[Document extract]
##############################

To me, a truly talented composer would have already assimilated the 'givens' and has moved on, so I think the answer is an unnecessary statement of some kind of arbitrary thought-process or credo which lies outside of those bounds. I don't like conservative cautioning like that; it has nothing to do with what really should be happening.


----------



## Guest

level82rat said:


> Roger Sessions "Harmonic Practice" Chapter 4


I see. Keep in mind, Sessions wrote music that was bat-***** crazy. 

Just because you know the rules, it doesn't follow that you must obey them.

But, I realize, that has nothing to do with your question. As was noted above by TalkingHead, it is related to the melodic minor scale. If a melody ascends to the tonic you want raised sixth and seventh to give that leading-tone, tonic-y feel.


----------



## millionrainbows

That makes sense about the ascending & descending melodic minor scale, being presented out-of-context by the "confused" poster, to see what kind of responses it would attract for the predators out there.


----------



## EdwardBast

millionrainbows said:


> That makes sense about the ascending & descending melodic minor scale, being presented out-of-context by the "confused" poster, to see what kind of responses it would attract for the *predators* out there.


Paranoid much?

To the OP: Probably the most important thing to remember about writing in the minor mode is that when so doing, one finds oneself borrowing liberally from the relative major. I suspect that if one is aware of which mode is in play at any given moment, those rules will take care of themselves. Trust to your musical sense levelrat.


----------



## Guest

EdwardBast said:


> Paranoid much?
> 
> To the OP: Probably the most important thing to remember about writing in the minor mode is that when so doing, *one finds oneself borrowing liberally from the relative major*. I suspect that if one is aware of which mode is in play at any given moment, those rules will take care of themselves. Trust to your musical sense levelrat.


Otherwise the linear notes in the CD release of your work will describe it as "modal."

##############################

[Given task 1]
In the forum thread, which scale does the poster quoting Sessions say the question is related to?

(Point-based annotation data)

##############################

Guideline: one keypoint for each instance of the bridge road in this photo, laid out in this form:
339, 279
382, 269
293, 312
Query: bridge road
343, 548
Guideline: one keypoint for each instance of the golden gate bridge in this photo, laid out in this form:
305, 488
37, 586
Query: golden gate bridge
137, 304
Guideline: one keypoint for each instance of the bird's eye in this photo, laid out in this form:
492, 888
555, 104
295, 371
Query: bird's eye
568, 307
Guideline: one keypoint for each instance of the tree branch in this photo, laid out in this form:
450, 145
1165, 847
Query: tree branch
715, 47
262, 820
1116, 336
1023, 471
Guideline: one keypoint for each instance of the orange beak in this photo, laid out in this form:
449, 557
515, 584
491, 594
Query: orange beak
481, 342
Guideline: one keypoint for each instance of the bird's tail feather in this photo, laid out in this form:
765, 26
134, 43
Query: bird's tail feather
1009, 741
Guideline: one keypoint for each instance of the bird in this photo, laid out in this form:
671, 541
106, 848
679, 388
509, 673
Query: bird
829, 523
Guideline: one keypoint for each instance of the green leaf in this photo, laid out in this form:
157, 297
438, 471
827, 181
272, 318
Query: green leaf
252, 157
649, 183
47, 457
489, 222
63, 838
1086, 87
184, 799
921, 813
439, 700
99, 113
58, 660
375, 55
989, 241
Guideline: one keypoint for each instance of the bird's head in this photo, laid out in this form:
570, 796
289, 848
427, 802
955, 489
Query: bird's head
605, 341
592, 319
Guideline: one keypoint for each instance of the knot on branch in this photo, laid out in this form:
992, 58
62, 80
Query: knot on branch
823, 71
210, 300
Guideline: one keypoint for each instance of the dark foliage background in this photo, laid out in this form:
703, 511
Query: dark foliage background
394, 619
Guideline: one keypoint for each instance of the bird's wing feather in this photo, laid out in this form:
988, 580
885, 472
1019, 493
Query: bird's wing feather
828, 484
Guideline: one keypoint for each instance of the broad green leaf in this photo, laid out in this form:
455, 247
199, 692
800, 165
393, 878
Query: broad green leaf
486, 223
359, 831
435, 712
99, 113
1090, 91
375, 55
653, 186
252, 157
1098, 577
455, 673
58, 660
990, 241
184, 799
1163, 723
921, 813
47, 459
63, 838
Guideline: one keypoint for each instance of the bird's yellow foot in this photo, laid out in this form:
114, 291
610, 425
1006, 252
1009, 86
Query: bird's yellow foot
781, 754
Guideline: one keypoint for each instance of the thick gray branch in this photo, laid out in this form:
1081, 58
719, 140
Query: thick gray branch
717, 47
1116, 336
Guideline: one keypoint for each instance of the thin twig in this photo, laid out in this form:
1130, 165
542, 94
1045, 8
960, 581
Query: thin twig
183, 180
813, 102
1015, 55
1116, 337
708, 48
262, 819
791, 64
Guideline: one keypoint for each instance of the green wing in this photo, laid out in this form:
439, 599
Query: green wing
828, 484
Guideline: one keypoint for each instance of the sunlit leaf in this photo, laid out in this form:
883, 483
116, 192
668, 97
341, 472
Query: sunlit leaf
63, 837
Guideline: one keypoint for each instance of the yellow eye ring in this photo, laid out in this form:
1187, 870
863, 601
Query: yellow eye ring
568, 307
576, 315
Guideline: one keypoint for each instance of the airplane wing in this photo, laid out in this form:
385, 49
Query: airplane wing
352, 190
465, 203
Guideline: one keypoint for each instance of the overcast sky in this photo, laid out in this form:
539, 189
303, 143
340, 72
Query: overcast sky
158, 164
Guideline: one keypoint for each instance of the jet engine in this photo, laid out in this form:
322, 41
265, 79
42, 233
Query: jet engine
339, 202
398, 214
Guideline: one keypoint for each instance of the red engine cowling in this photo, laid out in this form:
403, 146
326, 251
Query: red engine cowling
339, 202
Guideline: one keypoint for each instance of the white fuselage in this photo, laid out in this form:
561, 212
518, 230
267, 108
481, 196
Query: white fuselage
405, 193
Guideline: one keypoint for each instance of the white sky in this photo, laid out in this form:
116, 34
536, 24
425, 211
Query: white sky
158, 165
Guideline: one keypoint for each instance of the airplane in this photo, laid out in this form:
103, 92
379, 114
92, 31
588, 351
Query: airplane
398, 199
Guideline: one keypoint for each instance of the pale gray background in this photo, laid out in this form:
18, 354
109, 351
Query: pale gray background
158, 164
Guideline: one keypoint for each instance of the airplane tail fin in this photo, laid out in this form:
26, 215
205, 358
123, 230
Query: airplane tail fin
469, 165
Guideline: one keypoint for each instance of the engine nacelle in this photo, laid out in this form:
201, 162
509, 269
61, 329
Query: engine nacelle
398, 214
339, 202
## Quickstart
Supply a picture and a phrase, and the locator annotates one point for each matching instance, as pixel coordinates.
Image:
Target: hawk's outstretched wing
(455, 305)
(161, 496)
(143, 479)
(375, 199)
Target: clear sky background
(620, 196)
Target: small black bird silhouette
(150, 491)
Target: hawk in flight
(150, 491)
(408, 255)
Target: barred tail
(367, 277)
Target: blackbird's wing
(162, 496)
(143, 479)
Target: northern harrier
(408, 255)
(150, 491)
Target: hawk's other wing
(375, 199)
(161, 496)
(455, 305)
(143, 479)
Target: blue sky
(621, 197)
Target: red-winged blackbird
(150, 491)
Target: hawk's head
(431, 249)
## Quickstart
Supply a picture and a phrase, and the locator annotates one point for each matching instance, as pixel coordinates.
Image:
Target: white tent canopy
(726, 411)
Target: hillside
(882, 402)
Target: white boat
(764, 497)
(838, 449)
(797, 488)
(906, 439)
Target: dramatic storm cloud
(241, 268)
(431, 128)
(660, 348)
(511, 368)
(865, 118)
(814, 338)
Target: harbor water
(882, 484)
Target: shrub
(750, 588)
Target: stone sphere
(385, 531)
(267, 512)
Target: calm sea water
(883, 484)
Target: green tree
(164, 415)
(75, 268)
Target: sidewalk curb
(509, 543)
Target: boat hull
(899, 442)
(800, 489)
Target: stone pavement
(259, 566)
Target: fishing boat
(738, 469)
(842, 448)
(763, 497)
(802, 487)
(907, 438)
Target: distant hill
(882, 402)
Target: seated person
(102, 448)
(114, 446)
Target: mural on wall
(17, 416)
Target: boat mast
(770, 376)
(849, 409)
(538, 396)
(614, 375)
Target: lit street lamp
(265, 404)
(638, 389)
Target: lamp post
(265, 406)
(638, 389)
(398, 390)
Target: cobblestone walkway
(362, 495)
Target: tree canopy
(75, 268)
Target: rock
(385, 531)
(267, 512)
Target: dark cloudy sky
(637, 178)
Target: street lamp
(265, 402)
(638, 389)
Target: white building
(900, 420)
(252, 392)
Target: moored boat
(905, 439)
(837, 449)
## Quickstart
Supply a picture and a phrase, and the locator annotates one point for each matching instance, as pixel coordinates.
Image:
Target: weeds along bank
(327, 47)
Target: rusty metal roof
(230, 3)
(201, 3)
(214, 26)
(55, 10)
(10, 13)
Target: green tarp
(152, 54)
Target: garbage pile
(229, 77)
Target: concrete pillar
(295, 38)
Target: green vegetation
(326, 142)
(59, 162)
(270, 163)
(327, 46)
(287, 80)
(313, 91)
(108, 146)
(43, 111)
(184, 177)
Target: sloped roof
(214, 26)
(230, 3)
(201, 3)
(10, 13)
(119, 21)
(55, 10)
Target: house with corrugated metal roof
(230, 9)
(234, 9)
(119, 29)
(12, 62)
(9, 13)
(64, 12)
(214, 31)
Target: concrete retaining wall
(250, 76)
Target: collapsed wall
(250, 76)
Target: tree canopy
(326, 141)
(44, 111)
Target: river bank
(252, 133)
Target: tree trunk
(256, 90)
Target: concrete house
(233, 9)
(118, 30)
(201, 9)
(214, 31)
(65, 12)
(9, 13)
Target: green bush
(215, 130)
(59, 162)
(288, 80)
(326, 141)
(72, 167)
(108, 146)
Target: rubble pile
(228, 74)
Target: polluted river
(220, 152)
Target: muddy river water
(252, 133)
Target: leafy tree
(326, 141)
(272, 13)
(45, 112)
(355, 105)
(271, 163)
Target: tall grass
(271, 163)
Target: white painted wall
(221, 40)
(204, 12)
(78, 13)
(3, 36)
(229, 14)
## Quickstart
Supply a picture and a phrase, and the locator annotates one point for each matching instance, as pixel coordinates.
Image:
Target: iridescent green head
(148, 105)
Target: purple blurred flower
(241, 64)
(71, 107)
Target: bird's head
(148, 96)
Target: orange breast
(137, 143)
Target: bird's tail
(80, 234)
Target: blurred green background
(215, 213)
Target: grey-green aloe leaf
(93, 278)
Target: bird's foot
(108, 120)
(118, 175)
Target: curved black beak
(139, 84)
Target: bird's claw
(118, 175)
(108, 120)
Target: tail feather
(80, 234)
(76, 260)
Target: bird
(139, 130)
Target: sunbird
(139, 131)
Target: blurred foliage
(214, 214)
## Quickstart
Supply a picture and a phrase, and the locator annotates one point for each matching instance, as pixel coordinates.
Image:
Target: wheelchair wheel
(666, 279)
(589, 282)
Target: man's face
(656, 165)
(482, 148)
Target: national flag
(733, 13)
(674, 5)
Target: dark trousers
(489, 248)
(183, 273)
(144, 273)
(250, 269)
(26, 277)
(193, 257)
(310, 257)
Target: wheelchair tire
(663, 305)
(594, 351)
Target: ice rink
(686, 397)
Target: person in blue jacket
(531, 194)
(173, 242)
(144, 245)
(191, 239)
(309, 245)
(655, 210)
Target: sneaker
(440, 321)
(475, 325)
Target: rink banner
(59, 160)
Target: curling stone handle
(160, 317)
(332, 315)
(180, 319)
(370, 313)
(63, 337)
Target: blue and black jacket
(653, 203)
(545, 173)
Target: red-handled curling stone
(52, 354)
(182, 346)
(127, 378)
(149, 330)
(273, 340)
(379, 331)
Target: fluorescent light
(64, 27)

##############################

[Given task 2]
Copy the stretch of the records from the line containing "Target: national flag" through the end of the records.

[Final answer 1]
The melodic minor scale.

[Final answer 2]
Target: national flag
(733, 13)
(674, 5)
Target: dark trousers
(489, 248)
(183, 273)
(144, 273)
(250, 269)
(26, 277)
(193, 257)
(310, 257)
Target: wheelchair tire
(663, 305)
(594, 351)
Target: ice rink
(686, 397)
Target: person in blue jacket
(531, 194)
(173, 242)
(144, 245)
(191, 239)
(309, 245)
(655, 210)
Target: sneaker
(440, 321)
(475, 325)
Target: rink banner
(59, 160)
Target: curling stone handle
(160, 317)
(332, 315)
(180, 319)
(370, 313)
(63, 337)
Target: blue and black jacket
(653, 203)
(545, 173)
Target: red-handled curling stone
(52, 354)
(182, 346)
(127, 378)
(149, 330)
(273, 340)
(379, 331)
Target: fluorescent light
(64, 27)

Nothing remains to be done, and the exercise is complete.